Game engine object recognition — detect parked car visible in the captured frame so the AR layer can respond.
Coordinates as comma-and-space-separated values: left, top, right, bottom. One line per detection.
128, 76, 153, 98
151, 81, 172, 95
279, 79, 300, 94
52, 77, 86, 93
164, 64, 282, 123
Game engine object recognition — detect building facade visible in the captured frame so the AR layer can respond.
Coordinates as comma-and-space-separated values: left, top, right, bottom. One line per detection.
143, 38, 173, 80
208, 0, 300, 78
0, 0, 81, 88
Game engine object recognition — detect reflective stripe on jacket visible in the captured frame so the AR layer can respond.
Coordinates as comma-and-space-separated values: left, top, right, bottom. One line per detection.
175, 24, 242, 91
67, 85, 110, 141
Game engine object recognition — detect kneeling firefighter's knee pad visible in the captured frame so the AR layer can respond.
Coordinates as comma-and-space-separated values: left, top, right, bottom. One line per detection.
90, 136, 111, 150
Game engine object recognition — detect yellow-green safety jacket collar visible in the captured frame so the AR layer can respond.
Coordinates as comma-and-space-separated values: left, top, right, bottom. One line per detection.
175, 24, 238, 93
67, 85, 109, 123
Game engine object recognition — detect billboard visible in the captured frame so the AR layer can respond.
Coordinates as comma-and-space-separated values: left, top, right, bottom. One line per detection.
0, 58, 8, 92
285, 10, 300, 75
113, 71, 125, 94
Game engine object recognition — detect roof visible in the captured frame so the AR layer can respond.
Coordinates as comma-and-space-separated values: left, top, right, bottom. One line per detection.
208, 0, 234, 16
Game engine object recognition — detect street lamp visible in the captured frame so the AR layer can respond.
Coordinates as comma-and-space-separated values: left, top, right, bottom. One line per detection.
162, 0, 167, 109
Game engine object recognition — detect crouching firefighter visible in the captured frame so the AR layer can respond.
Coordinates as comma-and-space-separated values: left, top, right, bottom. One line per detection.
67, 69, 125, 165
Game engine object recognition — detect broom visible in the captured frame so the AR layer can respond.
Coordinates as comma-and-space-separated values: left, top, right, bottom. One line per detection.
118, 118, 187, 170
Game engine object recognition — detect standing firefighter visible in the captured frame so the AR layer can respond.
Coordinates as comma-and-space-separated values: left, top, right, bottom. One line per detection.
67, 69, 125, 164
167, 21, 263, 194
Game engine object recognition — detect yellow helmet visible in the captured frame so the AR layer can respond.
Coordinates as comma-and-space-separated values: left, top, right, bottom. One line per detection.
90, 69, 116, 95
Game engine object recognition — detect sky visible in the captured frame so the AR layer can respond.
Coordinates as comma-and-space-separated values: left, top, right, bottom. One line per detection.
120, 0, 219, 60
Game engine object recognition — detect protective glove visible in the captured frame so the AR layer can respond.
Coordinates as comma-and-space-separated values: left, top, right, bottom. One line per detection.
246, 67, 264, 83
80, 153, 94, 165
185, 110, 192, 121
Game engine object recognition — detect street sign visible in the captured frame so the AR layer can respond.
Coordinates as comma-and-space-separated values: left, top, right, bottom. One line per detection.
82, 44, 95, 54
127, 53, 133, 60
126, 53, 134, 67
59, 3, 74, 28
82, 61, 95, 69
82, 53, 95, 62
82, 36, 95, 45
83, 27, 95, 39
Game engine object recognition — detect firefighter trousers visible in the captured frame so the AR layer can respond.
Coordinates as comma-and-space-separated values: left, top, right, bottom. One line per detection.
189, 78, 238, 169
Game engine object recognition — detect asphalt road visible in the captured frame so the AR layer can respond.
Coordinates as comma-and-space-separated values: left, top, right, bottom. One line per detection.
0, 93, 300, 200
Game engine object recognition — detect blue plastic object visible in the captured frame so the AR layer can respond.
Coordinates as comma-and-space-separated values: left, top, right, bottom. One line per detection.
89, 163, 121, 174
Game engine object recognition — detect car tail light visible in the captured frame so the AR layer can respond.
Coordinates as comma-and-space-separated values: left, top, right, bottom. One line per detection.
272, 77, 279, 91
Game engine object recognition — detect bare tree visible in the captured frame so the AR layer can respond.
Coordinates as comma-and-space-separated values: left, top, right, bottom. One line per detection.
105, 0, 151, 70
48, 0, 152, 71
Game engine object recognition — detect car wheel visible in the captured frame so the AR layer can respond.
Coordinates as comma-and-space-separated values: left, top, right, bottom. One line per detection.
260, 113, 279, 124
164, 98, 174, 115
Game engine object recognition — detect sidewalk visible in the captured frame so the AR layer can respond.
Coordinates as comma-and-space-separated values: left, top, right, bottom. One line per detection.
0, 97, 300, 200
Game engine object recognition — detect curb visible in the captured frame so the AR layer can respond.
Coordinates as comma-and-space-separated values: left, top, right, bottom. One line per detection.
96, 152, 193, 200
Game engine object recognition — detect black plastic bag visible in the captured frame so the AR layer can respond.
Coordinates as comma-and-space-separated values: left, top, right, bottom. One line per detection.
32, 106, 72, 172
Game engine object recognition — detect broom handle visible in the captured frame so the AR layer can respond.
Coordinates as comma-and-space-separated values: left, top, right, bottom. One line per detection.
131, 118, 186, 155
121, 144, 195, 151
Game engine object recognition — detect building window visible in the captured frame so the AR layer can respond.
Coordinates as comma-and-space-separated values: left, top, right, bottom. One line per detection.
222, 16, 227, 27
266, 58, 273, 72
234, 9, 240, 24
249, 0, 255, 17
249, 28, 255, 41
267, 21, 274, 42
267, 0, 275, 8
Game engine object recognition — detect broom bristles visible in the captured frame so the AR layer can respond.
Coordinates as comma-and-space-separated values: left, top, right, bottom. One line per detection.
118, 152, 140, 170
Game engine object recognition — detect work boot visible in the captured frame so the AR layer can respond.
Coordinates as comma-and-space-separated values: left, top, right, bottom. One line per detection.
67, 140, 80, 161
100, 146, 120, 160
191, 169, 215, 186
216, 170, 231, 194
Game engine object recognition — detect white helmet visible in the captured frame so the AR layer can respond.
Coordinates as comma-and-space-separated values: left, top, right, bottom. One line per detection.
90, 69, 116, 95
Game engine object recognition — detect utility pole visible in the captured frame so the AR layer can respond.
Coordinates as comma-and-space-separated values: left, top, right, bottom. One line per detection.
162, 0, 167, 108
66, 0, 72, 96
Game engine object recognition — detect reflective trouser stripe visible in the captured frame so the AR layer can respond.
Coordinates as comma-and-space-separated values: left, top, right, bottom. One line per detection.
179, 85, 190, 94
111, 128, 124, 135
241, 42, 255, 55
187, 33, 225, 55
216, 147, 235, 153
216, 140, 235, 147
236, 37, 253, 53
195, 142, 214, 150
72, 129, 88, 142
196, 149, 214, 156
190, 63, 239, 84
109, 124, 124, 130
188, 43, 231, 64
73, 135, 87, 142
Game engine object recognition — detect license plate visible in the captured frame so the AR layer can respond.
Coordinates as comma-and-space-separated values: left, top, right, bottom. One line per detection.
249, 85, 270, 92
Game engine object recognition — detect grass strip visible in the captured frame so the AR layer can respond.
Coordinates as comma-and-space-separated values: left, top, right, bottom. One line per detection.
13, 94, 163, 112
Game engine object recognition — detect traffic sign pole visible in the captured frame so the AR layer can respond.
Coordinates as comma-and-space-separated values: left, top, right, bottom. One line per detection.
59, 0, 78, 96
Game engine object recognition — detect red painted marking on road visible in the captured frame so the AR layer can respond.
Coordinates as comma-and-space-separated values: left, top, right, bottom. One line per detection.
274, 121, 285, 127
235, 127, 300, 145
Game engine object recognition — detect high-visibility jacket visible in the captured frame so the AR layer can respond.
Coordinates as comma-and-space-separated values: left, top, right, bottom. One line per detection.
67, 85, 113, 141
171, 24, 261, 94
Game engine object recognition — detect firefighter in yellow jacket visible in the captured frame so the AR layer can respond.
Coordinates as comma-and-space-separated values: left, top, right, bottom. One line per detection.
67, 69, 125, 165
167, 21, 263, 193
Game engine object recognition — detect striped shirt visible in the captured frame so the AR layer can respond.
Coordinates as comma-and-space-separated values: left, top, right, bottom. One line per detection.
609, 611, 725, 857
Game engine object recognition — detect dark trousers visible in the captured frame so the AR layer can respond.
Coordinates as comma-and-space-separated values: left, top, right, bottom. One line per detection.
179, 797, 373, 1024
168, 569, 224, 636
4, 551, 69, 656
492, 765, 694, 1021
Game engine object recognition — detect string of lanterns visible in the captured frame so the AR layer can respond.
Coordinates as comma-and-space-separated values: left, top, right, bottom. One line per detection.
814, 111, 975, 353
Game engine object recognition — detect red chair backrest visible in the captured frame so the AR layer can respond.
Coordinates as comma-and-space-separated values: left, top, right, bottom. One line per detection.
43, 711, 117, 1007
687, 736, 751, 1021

========================================

Arrange the part of the rows that begins at the very first line and ends with the line containing "164, 64, 282, 123" as a two-column CSV with the header instruction,answer, giving one CSV line per row. Put each row's text and its answer in a single quoted field apiece, with line breaks replaced by spaces.

▸ **Result for this task**
instruction,answer
"Game engine object recognition — detect parked car visible in the captured frame so the AR layer can respond. Coordinates as comma-and-space-separated values: left, top, right, bottom. One line per detection.","128, 76, 153, 98 151, 81, 172, 95 279, 79, 300, 94 52, 77, 86, 93 164, 64, 282, 123"